┌──

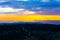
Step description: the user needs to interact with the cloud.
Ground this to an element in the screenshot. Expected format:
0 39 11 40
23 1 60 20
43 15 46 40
0 7 24 12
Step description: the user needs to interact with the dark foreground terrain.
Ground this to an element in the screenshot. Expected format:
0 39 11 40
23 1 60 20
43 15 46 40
0 24 60 40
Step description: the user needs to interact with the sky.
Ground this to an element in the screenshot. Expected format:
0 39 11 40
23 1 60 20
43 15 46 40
0 0 60 24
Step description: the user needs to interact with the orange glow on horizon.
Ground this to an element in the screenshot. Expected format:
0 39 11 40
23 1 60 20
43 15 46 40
0 14 60 22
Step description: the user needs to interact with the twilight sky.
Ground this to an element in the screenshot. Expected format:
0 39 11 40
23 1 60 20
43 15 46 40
0 0 60 24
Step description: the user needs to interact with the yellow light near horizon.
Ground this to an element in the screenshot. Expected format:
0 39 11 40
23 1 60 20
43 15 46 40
0 14 60 22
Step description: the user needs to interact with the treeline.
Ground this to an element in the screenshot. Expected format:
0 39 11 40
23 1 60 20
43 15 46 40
0 24 60 40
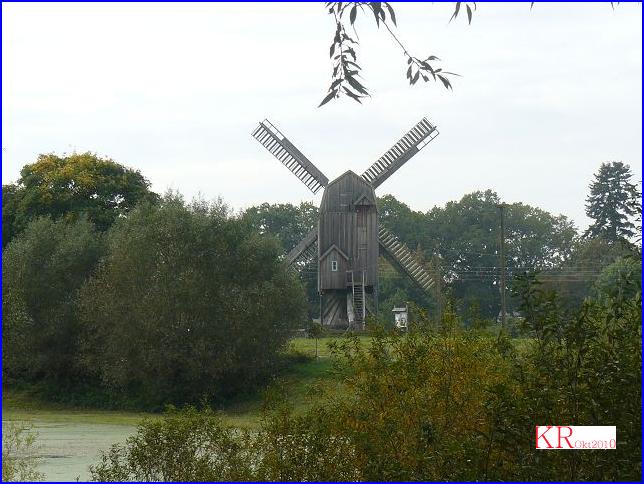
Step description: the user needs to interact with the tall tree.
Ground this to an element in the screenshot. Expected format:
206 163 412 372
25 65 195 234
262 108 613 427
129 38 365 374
584 161 642 242
2 152 158 247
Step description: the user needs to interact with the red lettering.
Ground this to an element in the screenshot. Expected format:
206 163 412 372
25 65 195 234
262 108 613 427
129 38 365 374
560 426 573 449
536 425 553 449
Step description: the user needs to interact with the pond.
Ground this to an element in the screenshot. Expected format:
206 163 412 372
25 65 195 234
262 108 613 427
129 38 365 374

└──

| Your goal |
Please report every line above that contains the word "Step", copying each one in full.

| Final result |
Step description: the user needs to interact with the cloud.
Step description: the user needs to interact with the dark foreground terrain.
Step description: the user needs to interact with the sky.
Step description: the user needs to interact with the orange glow on horizon.
Step description: the user needs to interact with the twilight sky.
Step description: the user needs to interact with the yellow light near horizon.
Step description: the user needs to interact with the treeline.
Step description: the user needs to interact with the tall tree.
Step description: the user needs to interact with the red lettering.
Step description: the user needs to interact with the pond.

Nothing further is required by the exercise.